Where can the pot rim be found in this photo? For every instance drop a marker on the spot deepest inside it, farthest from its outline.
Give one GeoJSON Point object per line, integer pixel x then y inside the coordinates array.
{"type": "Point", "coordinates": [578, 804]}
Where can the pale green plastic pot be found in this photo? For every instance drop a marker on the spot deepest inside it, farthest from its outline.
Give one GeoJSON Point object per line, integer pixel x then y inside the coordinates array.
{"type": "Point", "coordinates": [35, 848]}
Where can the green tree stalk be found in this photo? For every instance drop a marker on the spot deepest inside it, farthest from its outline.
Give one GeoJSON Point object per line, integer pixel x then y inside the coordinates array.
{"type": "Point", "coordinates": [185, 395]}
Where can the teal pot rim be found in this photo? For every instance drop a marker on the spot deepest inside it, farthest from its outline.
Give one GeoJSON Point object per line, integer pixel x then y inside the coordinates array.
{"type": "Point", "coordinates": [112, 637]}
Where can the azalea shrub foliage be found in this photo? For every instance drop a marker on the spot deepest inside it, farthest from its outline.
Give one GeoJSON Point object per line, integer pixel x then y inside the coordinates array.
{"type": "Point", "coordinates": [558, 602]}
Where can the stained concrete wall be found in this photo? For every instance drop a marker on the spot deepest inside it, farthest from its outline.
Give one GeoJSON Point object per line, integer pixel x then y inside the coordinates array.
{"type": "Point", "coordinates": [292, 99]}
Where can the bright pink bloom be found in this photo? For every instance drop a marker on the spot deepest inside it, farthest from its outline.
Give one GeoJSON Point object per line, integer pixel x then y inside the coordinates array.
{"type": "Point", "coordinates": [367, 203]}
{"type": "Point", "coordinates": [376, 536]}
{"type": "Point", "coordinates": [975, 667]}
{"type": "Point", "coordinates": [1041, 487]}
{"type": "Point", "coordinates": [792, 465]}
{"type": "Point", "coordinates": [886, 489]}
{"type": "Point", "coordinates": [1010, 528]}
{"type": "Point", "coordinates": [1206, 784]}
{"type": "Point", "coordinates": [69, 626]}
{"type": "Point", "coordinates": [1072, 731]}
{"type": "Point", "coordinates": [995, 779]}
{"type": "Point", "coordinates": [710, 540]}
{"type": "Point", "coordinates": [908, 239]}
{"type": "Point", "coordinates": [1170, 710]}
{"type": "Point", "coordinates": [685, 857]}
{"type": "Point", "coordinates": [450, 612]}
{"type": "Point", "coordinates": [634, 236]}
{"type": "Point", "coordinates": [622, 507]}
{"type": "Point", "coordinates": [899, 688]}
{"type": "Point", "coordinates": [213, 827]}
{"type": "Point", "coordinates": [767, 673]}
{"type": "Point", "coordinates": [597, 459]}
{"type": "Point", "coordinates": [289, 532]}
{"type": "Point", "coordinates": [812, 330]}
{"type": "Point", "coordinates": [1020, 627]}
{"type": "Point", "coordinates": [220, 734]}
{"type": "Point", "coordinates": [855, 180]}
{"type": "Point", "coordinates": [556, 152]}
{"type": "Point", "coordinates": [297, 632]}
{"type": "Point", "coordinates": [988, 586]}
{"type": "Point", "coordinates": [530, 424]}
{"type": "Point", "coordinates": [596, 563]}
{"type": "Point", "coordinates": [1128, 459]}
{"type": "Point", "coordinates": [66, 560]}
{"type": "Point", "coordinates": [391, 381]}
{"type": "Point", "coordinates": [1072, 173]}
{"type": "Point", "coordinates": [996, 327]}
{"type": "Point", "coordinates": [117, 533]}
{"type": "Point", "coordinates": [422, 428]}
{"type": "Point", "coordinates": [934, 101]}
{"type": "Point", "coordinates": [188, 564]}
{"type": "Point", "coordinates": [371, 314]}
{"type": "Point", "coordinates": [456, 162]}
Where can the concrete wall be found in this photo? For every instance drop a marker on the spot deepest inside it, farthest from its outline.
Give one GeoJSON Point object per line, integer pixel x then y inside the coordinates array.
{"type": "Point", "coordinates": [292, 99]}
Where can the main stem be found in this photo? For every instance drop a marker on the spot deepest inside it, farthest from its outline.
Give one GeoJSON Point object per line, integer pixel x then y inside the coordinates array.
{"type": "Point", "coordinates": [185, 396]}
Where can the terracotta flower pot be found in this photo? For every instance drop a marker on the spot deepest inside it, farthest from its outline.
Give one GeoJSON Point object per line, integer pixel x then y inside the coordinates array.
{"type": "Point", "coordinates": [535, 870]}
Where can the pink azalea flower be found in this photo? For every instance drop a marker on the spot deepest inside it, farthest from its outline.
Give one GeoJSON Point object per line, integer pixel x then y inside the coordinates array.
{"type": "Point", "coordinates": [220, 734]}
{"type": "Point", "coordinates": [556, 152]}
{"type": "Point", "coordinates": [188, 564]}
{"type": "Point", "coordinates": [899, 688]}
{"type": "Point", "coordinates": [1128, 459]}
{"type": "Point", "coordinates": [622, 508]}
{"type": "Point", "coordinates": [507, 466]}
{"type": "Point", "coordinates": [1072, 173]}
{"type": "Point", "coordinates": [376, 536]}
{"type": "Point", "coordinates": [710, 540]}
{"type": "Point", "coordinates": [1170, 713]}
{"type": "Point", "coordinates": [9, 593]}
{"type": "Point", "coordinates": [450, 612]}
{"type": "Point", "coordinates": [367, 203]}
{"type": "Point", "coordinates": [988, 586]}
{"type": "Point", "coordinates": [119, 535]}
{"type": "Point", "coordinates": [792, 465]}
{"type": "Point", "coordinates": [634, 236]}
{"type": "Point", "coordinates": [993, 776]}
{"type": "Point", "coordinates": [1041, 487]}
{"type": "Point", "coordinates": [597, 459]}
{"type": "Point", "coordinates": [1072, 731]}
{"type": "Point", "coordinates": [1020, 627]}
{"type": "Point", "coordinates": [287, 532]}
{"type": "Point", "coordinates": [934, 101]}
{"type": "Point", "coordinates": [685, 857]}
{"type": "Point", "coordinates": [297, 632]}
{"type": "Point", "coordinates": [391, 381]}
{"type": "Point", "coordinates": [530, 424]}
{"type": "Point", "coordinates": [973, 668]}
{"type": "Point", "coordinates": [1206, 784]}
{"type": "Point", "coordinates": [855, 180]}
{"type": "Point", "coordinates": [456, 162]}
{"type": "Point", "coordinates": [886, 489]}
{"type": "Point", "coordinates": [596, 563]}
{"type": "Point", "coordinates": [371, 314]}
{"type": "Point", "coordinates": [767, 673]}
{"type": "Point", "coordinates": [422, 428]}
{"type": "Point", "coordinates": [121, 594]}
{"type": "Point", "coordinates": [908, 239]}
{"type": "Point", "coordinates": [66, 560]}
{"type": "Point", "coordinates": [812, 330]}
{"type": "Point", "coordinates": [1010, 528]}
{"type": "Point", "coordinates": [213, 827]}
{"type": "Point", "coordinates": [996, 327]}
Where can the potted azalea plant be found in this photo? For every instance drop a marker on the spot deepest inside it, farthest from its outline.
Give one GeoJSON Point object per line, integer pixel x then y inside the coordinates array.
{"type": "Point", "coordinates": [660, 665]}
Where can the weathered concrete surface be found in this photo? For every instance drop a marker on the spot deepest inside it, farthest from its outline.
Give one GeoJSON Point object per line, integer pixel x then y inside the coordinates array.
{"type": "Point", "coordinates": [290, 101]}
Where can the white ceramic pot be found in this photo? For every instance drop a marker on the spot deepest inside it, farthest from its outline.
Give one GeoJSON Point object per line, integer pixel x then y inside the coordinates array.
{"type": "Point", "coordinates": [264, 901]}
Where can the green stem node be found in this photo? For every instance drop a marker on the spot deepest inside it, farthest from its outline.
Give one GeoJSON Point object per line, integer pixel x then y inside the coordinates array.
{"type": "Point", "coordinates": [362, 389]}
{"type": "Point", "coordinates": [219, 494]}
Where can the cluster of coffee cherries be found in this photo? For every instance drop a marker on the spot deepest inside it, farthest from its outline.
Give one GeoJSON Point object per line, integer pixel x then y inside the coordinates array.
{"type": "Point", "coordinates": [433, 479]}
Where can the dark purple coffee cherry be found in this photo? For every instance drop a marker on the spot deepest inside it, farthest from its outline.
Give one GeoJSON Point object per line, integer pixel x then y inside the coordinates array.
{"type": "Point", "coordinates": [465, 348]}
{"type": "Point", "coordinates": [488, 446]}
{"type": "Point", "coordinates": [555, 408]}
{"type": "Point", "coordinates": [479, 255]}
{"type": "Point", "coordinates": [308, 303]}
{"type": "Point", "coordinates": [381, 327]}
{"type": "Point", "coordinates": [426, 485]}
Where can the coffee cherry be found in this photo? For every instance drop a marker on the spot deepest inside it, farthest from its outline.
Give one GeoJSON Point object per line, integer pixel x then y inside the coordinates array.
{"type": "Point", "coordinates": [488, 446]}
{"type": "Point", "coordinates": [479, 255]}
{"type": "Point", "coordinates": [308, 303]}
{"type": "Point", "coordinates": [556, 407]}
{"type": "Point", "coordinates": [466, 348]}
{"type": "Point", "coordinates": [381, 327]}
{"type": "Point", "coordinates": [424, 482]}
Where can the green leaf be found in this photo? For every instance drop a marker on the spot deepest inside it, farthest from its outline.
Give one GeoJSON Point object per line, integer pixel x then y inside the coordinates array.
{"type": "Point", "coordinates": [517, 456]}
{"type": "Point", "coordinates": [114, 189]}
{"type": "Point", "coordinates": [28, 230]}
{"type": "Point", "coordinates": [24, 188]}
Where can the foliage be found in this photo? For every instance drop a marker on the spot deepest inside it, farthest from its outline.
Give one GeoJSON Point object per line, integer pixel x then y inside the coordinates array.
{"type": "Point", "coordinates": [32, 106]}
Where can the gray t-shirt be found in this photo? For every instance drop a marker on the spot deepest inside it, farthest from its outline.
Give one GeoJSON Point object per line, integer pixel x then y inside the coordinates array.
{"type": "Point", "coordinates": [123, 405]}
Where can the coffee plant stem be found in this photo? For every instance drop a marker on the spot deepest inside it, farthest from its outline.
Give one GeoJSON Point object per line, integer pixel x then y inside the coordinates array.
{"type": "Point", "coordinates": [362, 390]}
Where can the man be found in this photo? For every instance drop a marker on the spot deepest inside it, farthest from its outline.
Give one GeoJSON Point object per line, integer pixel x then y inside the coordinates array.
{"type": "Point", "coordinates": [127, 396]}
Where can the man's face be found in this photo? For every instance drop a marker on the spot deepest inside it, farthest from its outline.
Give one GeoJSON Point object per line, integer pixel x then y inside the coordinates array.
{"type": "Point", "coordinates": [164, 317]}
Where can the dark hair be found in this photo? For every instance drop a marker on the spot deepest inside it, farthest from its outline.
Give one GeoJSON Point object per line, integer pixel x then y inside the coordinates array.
★ ★ ★ ★ ★
> Exercise aim: Some lines above may contain the string "concrete". State how many of them the records have, and nothing more.

> Written answer: 3